Turn every line of the entries below into a Markdown table with two columns, No. and Text. Number the rows in order and skip any blank lines.

=== Supplied records ===
—————
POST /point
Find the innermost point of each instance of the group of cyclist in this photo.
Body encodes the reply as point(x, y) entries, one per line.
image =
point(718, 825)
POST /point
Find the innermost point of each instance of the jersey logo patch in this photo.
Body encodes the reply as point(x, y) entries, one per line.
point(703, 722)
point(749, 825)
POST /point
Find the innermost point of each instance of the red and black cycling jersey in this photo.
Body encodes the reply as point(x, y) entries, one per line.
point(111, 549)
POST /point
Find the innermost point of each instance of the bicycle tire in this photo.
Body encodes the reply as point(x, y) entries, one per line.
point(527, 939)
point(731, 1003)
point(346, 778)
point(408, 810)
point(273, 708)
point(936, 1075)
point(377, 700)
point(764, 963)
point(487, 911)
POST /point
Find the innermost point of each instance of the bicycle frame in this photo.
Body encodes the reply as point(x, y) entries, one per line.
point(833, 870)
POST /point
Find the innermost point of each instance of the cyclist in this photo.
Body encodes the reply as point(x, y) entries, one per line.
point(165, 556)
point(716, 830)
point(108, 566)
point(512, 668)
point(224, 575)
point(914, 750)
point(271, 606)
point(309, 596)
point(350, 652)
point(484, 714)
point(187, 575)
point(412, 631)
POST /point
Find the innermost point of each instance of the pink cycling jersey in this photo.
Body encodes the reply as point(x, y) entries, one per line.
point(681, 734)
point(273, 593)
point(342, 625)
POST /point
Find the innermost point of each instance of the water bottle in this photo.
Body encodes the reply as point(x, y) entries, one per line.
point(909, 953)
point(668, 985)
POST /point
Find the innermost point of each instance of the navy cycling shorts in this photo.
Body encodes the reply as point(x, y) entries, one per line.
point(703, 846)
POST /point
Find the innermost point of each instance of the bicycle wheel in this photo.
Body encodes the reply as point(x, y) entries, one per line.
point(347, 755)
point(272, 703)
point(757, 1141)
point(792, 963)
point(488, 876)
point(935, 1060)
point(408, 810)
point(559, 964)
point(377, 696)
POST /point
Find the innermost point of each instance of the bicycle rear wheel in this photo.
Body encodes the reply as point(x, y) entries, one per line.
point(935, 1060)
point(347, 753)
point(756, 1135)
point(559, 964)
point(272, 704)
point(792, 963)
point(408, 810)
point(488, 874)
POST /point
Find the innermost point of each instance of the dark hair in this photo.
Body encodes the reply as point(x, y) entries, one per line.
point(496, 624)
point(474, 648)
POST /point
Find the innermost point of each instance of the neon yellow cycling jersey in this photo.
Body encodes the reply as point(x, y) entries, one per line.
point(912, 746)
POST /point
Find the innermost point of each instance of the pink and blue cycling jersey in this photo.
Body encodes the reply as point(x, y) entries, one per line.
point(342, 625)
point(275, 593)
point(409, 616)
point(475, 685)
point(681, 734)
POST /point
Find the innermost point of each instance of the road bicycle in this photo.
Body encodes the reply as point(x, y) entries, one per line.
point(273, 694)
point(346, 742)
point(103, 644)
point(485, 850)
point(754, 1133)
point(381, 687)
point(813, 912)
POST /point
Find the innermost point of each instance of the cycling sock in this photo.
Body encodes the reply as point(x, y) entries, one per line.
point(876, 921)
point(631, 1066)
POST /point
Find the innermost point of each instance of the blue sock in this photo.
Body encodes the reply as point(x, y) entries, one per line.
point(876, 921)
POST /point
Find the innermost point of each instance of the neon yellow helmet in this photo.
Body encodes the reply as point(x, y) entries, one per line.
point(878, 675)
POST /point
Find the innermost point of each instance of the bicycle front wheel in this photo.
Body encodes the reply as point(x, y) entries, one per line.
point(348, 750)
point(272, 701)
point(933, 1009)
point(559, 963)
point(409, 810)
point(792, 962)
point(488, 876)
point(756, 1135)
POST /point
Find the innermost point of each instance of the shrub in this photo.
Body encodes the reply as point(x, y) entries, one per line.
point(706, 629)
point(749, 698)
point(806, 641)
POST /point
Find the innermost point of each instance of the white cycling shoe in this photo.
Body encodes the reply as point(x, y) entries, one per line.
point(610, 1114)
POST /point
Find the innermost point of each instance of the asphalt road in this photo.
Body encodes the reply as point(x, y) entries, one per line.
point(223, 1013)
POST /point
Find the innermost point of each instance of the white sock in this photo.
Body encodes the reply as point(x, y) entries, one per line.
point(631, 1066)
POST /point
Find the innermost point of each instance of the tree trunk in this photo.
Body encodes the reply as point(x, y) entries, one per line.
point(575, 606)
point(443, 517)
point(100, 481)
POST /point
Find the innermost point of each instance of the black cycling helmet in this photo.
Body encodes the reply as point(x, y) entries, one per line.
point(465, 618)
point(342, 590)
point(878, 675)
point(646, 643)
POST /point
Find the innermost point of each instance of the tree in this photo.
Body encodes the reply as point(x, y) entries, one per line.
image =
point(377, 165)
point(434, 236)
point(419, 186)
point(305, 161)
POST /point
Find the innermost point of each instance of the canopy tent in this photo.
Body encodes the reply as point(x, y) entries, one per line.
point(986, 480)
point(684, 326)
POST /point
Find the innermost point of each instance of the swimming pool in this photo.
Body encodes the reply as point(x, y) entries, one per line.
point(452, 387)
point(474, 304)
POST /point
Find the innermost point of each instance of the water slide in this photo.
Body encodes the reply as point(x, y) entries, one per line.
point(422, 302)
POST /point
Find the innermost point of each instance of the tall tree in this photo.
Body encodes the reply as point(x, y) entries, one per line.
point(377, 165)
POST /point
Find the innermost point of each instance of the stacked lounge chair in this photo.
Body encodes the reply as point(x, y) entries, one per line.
—————
=== Full solution ===
| No. | Text |
|---|---|
| 1 | POST /point |
| 2 | Find the innermost point of each instance of the group of cyclist in this photo. |
| 3 | Body encodes the reply as point(x, y) entries, one per line. |
| 4 | image = |
| 5 | point(718, 825) |
| 6 | POST /point |
| 7 | Find the innermost point of each instance of the jersey logo patch in this photo. |
| 8 | Body encodes the reply as point(x, y) entries, one per line. |
| 9 | point(703, 722) |
| 10 | point(749, 825) |
| 11 | POST /point |
| 12 | Find the innermost point of each instance of the red and black cycling jersey in this photo. |
| 13 | Body encodes the reply as point(x, y) entries, one per line. |
| 14 | point(111, 549) |
| 15 | POST /point |
| 16 | Find the innermost point of each instance of the bicycle tire in this photo. |
| 17 | Body encodes the reply as point(x, y) entries, one per line. |
| 18 | point(527, 939) |
| 19 | point(731, 1003) |
| 20 | point(346, 778) |
| 21 | point(408, 810) |
| 22 | point(273, 708) |
| 23 | point(936, 1075) |
| 24 | point(377, 700) |
| 25 | point(764, 963) |
| 26 | point(487, 911) |
| 27 | POST /point |
| 28 | Find the innermost point of each instance of the bicycle frame in this photo. |
| 29 | Body encodes the reply as point(x, y) entries, one per line. |
| 30 | point(833, 870) |
| 31 | POST /point |
| 32 | Find the innermost point of each instance of the cyclist in this photo. |
| 33 | Body encodes the reply as point(x, y) entries, one per line. |
| 34 | point(165, 556) |
| 35 | point(716, 830) |
| 36 | point(108, 566) |
| 37 | point(512, 668) |
| 38 | point(224, 575) |
| 39 | point(914, 750) |
| 40 | point(271, 606) |
| 41 | point(309, 596) |
| 42 | point(350, 652) |
| 43 | point(484, 714) |
| 44 | point(187, 575) |
| 45 | point(412, 631) |
| 46 | POST /point |
| 47 | Find the innermost point of each instance of the pink cycling jersey in this photo. |
| 48 | Body encodes the reply as point(x, y) entries, one per line. |
| 49 | point(681, 734) |
| 50 | point(273, 593) |
| 51 | point(342, 625) |
| 52 | POST /point |
| 53 | Find the innermost point of each instance of the water bottle in this photo. |
| 54 | Body encodes the reply as point(x, y) entries, one per line. |
| 55 | point(909, 953) |
| 56 | point(668, 985) |
| 57 | POST /point |
| 58 | Find the innermost point of each instance of the navy cycling shorts in this photo. |
| 59 | Body encodes the reply as point(x, y) entries, one per line. |
| 60 | point(703, 846) |
| 61 | POST /point |
| 62 | Find the innermost point of each instance of the bicycle wheel in this photo. |
| 63 | Body encodes the reply as point(x, y) entries, one per line. |
| 64 | point(347, 755) |
| 65 | point(272, 703) |
| 66 | point(757, 1141) |
| 67 | point(792, 963) |
| 68 | point(488, 876) |
| 69 | point(935, 1060) |
| 70 | point(408, 810) |
| 71 | point(559, 964) |
| 72 | point(377, 696) |
| 73 | POST /point |
| 74 | Find the innermost point of each instance of the bicycle rear wheel in this photo. |
| 75 | Body encodes the reply as point(x, y) entries, one per line. |
| 76 | point(935, 1060) |
| 77 | point(347, 753) |
| 78 | point(756, 1135) |
| 79 | point(559, 964) |
| 80 | point(272, 704) |
| 81 | point(792, 963) |
| 82 | point(408, 810) |
| 83 | point(488, 874) |
| 84 | POST /point |
| 85 | Find the innermost point of each instance of the dark hair in this photo. |
| 86 | Body encodes the reply as point(x, y) entries, one per line. |
| 87 | point(496, 624) |
| 88 | point(474, 648) |
| 89 | POST /point |
| 90 | Find the innermost point of each instance of the neon yellow cycling jersey in this photo. |
| 91 | Body encodes the reply as point(x, y) entries, one per line. |
| 92 | point(912, 746) |
| 93 | POST /point |
| 94 | Find the innermost point of each instance of the pink and blue cycling jersey in this photo. |
| 95 | Body encodes the reply as point(x, y) entries, one per line. |
| 96 | point(342, 625) |
| 97 | point(275, 593) |
| 98 | point(409, 616) |
| 99 | point(475, 685) |
| 100 | point(681, 734) |
| 101 | POST /point |
| 102 | Find the innermost point of each instance of the road bicycle in this photo. |
| 103 | Body encodes the reply as point(x, y) entries, one per line. |
| 104 | point(273, 694) |
| 105 | point(346, 742) |
| 106 | point(103, 644) |
| 107 | point(485, 850) |
| 108 | point(754, 1133) |
| 109 | point(381, 687) |
| 110 | point(813, 912) |
| 111 | POST /point |
| 112 | Find the innermost point of each instance of the cycling sock in this photo. |
| 113 | Body encodes the reply as point(x, y) entries, one per line. |
| 114 | point(876, 921) |
| 115 | point(631, 1066) |
| 116 | POST /point |
| 117 | Find the innermost point of each instance of the blue sock in this photo. |
| 118 | Body encodes the reply as point(x, y) entries, one per line. |
| 119 | point(876, 921) |
| 120 | POST /point |
| 121 | Find the innermost point of each instance of the neon yellow helmet in this photo. |
| 122 | Body encodes the reply as point(x, y) entries, one per line. |
| 123 | point(878, 675) |
| 124 | POST /point |
| 125 | Find the innermost point of each instance of the bicycle front wheel in this photo. |
| 126 | Body encodes the reply as point(x, y) entries, one per line. |
| 127 | point(348, 750) |
| 128 | point(272, 701) |
| 129 | point(933, 1009) |
| 130 | point(559, 963) |
| 131 | point(409, 810) |
| 132 | point(792, 962) |
| 133 | point(488, 876) |
| 134 | point(756, 1135) |
| 135 | POST /point |
| 136 | Find the innermost point of each instance of the shrub in this photo. |
| 137 | Body encodes the reply as point(x, y) entries, one per line. |
| 138 | point(706, 629) |
| 139 | point(749, 698) |
| 140 | point(806, 641) |
| 141 | POST /point |
| 142 | Find the innermost point of each instance of the white cycling shoe in this photo. |
| 143 | Body encodes the reply as point(x, y) entries, one per line. |
| 144 | point(610, 1114) |
| 145 | POST /point |
| 146 | Find the innermost point of each instance of the asphalt road in this photo. |
| 147 | Body encodes the reply as point(x, y) entries, one per line. |
| 148 | point(223, 1013) |
| 149 | POST /point |
| 150 | Find the innermost point of each instance of the white sock in this photo. |
| 151 | Body encodes the reply as point(x, y) entries, one per line. |
| 152 | point(631, 1066) |
| 153 | POST /point |
| 154 | Find the innermost point of each instance of the tree trunk in this photo. |
| 155 | Body encodes the reply as point(x, y) entries, one per line. |
| 156 | point(575, 606) |
| 157 | point(443, 517) |
| 158 | point(100, 481) |
| 159 | POST /point |
| 160 | Find the innermost point of each instance of the black cycling helmet in this photo. |
| 161 | Body encodes the reply as point(x, y) entries, one per line. |
| 162 | point(465, 618) |
| 163 | point(342, 590) |
| 164 | point(878, 675) |
| 165 | point(646, 643) |
| 166 | POST /point |
| 167 | Find the innermost point of each instance of the tree in this photo. |
| 168 | Body encodes the reply as point(x, y) entries, one per line. |
| 169 | image = |
| 170 | point(377, 165) |
| 171 | point(434, 236) |
| 172 | point(419, 186) |
| 173 | point(305, 161) |
| 174 | POST /point |
| 175 | Find the innermost point of each instance of the canopy tent in this photo. |
| 176 | Body encodes the reply as point(x, y) entries, one per line. |
| 177 | point(986, 480) |
| 178 | point(684, 326) |
| 179 | POST /point |
| 180 | Find the innermost point of each instance of the swimming pool in this photo. |
| 181 | Body encodes the reply as point(x, y) entries, one per line. |
| 182 | point(452, 387) |
| 183 | point(474, 304) |
| 184 | POST /point |
| 185 | Find the innermost point of each instance of the water slide in this photo. |
| 186 | Body encodes the reply as point(x, y) entries, one per line. |
| 187 | point(422, 302) |
| 188 | POST /point |
| 189 | Find the innermost point of each instance of the tall tree in this photo. |
| 190 | Body encodes the reply as point(x, y) entries, one per line. |
| 191 | point(377, 165) |
| 192 | POST /point |
| 193 | Find the innermost point of each instance of the stacked lounge chair in this photo. |
| 194 | Body encodes the reply as point(x, y) entries, one per line. |